═════ AVAILABLE DATA ═════

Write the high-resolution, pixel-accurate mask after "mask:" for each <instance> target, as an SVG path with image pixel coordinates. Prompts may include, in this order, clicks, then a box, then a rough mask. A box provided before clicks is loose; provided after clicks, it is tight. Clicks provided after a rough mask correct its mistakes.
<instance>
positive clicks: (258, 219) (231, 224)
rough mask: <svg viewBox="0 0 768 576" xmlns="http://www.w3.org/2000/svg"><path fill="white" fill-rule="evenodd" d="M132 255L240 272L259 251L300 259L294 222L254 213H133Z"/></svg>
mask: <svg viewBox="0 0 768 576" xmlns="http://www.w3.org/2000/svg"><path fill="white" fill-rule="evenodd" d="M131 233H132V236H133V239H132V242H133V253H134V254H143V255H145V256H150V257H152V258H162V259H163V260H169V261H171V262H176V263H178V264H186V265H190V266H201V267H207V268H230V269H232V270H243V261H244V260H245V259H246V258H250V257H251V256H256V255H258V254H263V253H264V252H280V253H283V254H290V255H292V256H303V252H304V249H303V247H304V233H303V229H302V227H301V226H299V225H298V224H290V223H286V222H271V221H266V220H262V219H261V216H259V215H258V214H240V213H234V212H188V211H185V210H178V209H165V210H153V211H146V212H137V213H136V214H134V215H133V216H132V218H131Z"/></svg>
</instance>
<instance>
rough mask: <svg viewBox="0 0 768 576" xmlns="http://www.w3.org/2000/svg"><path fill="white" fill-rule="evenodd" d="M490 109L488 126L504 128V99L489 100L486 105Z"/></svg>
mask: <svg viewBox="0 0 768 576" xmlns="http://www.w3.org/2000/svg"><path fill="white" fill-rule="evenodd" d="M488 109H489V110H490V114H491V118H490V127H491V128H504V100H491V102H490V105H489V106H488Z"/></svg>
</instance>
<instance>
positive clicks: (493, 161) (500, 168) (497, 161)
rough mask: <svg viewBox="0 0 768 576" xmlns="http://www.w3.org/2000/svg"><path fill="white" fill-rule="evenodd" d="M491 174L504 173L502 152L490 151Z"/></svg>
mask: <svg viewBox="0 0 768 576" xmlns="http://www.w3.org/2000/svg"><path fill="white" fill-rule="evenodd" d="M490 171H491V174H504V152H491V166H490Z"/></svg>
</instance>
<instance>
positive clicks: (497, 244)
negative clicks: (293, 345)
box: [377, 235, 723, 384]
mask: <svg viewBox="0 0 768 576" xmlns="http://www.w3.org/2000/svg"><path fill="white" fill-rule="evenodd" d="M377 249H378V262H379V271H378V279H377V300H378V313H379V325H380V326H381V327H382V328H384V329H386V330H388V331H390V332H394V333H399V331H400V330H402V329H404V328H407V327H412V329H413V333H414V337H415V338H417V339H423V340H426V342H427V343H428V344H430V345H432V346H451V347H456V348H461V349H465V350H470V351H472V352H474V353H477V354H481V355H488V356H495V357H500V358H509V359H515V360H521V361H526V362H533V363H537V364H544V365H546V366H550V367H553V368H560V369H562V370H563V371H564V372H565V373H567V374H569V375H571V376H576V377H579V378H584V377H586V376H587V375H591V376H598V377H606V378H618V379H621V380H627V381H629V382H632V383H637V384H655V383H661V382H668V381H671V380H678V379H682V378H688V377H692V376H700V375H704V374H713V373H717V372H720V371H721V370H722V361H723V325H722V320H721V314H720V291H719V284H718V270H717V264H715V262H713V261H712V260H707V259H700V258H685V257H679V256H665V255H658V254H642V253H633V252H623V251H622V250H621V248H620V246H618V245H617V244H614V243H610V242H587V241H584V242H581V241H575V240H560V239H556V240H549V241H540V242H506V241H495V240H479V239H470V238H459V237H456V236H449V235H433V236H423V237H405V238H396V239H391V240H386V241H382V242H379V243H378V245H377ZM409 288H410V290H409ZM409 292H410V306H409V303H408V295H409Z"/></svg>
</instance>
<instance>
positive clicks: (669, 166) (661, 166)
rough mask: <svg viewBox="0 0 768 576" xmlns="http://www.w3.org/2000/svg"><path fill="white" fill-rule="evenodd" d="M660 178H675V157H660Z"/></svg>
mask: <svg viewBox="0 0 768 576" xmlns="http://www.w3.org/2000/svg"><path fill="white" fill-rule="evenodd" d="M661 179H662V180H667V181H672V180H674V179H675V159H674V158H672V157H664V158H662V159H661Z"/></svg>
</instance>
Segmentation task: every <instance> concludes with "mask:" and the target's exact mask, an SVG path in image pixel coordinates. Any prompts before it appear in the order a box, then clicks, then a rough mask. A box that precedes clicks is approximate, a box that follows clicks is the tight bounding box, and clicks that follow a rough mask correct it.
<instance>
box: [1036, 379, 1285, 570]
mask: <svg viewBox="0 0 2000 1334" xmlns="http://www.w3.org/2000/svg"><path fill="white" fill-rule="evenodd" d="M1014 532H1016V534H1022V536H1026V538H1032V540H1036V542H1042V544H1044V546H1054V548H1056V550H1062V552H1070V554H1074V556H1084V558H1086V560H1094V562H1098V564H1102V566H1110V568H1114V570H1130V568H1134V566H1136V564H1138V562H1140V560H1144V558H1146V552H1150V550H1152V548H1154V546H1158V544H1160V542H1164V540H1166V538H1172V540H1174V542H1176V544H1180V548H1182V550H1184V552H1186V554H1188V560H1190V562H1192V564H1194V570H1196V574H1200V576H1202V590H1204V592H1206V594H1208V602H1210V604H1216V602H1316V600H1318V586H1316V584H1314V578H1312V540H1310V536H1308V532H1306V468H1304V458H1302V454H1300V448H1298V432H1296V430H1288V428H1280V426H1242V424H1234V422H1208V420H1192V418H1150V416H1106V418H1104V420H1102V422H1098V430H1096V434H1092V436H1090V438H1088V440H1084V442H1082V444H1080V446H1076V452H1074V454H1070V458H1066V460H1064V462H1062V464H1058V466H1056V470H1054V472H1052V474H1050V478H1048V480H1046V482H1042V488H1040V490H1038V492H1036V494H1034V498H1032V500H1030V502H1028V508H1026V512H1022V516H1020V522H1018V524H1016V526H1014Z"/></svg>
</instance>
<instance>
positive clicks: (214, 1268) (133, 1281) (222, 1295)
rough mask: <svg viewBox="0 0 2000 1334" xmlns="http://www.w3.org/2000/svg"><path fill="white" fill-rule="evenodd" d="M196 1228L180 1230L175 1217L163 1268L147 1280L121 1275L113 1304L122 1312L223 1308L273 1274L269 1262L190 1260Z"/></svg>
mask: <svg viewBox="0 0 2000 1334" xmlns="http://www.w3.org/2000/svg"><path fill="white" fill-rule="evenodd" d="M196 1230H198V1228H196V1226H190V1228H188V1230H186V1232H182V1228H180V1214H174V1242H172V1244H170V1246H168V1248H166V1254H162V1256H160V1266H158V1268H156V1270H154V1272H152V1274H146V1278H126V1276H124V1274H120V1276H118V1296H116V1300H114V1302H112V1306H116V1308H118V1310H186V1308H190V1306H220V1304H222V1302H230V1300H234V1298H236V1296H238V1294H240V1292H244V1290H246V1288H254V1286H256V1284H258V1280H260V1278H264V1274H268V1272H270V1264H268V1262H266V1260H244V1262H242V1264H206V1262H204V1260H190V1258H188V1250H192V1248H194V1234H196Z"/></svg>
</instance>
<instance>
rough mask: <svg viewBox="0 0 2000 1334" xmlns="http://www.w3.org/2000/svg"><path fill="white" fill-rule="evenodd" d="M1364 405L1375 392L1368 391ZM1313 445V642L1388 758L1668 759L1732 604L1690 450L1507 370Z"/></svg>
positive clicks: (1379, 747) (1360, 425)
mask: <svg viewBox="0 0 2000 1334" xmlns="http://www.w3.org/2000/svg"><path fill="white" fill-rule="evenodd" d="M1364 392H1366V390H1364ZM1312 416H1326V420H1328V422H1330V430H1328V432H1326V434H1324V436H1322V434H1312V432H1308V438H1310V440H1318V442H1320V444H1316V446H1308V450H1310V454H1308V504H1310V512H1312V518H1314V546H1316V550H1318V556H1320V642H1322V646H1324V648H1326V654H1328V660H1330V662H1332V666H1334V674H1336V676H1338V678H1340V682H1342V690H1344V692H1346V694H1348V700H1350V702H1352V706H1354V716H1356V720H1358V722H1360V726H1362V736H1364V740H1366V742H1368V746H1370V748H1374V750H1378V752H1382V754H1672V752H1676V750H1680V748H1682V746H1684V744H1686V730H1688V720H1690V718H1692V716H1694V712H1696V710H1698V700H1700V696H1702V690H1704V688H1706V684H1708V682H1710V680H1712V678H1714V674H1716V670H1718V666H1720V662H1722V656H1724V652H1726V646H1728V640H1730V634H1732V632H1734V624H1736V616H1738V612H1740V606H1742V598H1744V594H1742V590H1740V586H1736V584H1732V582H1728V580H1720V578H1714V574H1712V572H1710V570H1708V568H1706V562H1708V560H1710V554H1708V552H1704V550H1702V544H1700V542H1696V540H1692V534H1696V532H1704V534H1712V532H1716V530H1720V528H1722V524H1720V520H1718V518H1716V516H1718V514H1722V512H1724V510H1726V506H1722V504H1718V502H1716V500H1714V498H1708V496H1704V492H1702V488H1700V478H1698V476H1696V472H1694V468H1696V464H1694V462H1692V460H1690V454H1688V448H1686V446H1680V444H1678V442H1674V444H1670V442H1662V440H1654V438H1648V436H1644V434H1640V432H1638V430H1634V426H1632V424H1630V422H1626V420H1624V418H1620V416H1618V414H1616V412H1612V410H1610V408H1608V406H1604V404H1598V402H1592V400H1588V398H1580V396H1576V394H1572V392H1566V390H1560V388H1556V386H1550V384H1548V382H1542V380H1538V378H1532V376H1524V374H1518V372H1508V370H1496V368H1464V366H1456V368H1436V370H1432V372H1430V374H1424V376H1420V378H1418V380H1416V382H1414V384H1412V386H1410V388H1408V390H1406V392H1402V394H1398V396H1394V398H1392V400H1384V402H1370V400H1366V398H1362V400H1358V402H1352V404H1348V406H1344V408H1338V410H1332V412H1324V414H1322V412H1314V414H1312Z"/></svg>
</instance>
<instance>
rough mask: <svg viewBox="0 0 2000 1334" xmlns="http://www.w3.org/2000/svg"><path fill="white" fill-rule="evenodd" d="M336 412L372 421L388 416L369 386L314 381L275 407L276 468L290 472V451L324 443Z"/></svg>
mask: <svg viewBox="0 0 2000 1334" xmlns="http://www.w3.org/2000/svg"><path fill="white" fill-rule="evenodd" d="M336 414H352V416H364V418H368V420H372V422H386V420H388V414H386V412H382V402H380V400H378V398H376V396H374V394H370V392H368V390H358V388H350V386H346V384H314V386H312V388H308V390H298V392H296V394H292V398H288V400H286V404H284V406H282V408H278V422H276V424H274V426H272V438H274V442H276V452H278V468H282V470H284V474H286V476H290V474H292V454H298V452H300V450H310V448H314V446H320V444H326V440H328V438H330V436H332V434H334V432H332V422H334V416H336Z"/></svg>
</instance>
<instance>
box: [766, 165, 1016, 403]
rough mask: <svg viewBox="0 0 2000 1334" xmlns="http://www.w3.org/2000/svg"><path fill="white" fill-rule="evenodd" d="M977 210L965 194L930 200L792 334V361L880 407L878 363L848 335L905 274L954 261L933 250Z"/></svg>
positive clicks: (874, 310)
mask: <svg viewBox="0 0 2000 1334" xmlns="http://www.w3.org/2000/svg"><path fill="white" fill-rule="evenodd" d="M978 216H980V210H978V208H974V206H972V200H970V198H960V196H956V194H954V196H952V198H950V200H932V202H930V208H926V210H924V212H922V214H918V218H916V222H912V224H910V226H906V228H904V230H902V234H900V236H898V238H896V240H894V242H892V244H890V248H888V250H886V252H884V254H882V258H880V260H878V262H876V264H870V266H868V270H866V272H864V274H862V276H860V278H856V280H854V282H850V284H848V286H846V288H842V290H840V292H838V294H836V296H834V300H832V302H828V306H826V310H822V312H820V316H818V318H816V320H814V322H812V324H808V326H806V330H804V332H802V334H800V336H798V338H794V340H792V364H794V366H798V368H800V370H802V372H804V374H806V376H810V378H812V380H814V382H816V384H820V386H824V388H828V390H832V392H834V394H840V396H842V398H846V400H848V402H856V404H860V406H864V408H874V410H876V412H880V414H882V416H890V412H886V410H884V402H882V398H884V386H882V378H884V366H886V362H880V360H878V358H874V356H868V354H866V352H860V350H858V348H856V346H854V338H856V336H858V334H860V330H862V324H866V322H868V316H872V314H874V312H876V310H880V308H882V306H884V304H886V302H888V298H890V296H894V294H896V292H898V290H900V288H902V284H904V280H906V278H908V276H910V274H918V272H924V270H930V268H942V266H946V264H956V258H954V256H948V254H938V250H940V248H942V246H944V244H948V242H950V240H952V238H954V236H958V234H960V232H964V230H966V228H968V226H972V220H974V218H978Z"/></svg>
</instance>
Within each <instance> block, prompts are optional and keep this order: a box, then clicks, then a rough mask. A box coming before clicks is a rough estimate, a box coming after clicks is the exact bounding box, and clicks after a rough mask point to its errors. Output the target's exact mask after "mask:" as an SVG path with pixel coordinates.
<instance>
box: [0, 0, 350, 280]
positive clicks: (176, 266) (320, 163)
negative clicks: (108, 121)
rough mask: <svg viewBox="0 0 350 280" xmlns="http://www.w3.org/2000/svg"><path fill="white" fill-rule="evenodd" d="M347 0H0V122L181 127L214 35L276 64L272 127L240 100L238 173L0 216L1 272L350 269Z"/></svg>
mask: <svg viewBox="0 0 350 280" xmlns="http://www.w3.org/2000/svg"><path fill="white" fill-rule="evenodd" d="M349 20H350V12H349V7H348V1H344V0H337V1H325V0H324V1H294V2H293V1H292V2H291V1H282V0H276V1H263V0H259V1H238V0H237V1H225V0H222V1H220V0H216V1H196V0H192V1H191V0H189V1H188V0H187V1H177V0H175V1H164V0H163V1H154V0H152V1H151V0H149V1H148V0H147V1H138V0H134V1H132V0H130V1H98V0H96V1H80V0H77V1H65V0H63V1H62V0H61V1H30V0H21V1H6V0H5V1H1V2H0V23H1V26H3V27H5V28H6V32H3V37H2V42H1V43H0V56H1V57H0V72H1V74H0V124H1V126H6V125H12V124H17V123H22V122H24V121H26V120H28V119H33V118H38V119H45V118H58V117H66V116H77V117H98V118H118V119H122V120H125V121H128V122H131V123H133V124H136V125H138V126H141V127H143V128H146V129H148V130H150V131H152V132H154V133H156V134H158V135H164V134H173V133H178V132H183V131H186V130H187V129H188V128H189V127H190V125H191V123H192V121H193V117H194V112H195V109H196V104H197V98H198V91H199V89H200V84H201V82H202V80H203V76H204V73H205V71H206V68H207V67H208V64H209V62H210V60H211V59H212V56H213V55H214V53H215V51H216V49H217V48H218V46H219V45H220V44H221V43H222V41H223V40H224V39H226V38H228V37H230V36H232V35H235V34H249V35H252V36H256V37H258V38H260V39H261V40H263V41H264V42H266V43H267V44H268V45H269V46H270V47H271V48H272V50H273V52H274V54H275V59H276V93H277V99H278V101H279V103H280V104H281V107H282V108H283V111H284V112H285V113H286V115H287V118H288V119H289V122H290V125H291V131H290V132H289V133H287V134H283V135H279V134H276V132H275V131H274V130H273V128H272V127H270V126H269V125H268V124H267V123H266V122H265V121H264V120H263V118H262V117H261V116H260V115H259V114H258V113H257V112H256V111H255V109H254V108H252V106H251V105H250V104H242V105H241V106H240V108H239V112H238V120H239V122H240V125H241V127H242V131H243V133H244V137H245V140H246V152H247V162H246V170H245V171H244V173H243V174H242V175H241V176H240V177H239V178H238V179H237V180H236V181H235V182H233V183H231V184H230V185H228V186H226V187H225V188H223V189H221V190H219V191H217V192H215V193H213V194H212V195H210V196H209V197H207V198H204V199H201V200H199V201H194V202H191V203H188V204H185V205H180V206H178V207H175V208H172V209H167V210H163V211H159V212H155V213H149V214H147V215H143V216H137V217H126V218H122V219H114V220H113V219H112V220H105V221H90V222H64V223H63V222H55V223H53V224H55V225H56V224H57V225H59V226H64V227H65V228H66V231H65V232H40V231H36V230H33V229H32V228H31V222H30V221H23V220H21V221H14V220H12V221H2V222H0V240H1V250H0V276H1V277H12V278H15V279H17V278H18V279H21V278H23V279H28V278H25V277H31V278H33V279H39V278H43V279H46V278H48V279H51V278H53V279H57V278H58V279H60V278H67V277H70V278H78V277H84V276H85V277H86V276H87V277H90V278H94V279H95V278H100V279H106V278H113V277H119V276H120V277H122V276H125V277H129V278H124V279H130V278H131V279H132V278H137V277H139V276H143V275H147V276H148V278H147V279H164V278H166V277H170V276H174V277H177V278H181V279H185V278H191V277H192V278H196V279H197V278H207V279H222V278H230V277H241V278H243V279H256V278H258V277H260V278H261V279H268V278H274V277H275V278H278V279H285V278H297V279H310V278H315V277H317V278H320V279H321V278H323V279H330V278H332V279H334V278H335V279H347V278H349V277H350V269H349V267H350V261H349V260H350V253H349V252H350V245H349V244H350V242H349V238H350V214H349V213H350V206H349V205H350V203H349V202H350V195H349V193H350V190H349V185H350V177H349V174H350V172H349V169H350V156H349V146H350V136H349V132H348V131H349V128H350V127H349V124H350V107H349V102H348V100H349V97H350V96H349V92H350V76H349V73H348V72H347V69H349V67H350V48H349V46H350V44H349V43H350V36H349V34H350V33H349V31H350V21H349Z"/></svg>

═════

:: THE TASK ::
Look through the entries above, and wherever a line holds the word "negative", copy it.

:: THE COMPLETED TASK ::
negative clicks: (293, 345)
negative clicks: (108, 121)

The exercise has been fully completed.